*The problem*
Present the data once more in exactly its original form.

Excerpts of location labeling data:

* BEGIN *

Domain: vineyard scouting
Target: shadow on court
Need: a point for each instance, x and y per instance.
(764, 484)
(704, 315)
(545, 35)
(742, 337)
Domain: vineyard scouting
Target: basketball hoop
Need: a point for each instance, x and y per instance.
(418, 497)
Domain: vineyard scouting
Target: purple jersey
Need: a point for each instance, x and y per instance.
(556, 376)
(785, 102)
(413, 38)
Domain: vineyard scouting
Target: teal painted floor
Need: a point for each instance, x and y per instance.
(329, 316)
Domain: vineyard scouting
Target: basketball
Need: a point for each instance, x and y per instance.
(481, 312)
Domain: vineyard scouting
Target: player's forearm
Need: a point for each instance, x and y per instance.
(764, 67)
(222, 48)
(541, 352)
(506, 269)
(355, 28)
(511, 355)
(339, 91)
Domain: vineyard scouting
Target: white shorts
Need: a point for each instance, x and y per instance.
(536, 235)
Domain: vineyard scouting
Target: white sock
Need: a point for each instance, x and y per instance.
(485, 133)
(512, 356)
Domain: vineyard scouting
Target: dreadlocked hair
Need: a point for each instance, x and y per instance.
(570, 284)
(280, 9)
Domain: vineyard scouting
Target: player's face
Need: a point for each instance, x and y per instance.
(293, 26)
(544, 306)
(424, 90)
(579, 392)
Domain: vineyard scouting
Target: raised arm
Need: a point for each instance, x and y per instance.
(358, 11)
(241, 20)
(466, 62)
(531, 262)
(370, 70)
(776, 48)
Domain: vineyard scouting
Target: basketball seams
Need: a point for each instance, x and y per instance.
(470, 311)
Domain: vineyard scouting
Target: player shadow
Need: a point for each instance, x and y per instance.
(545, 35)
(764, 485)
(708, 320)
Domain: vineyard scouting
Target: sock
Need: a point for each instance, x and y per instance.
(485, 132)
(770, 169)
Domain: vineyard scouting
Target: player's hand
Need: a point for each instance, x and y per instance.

* END *

*Expected output*
Domain: vineyard scouting
Target: shadow on court
Need: a point for each instance, x and y per instance.
(764, 484)
(704, 315)
(545, 35)
(742, 337)
Domain: vineyard scouting
Target: basketball hoop
Need: a point for each instance, x and y per instance.
(418, 497)
Domain: vineyard scouting
Target: purple jersey
Need: a point for each instance, x and y per instance.
(556, 376)
(785, 102)
(413, 38)
Domain: vineyard scouting
Target: teal painted floor
Need: a point for each instance, x and y per instance.
(329, 316)
Domain: vineyard scouting
Target: basketball
Need: a point for each instance, x and y per instance.
(481, 312)
Domain: vineyard scouting
Target: player's forearm
Need: a point for each instance, x and y per instance.
(764, 67)
(222, 48)
(541, 352)
(506, 269)
(355, 28)
(511, 355)
(339, 91)
Domain: vineyard scouting
Target: white shorts
Need: a point for each instance, x and y per instance.
(536, 235)
Domain: vineyard scouting
Target: white sock
Need: a point for each instance, x and y per instance.
(485, 133)
(512, 356)
Domain: vineyard scouting
Target: dreadlocked hair
Need: a point for each instance, x and y per instance.
(570, 284)
(280, 9)
Domain: vineyard scouting
Target: player's face
Need: a point for each instance, x and y per instance.
(293, 26)
(544, 306)
(424, 90)
(579, 392)
Domain: vineyard scouting
Target: raised arm
Need: a point for each instance, x and y per instance.
(358, 11)
(241, 20)
(466, 62)
(531, 262)
(370, 70)
(776, 48)
Domain: vineyard scouting
Target: basketball seams
Need: a point for each instance, x and y per instance.
(470, 311)
Domain: vineyard scouting
Target: player shadow
Need: a point for each instance, x and y per instance.
(545, 35)
(764, 485)
(708, 320)
Domain: vineyard scouting
Target: sock
Need: a point for each instance, x and y per instance.
(485, 132)
(770, 169)
Domain: vineyard scouting
Target: player's hand
Need: a point for each instance, x and y per instance.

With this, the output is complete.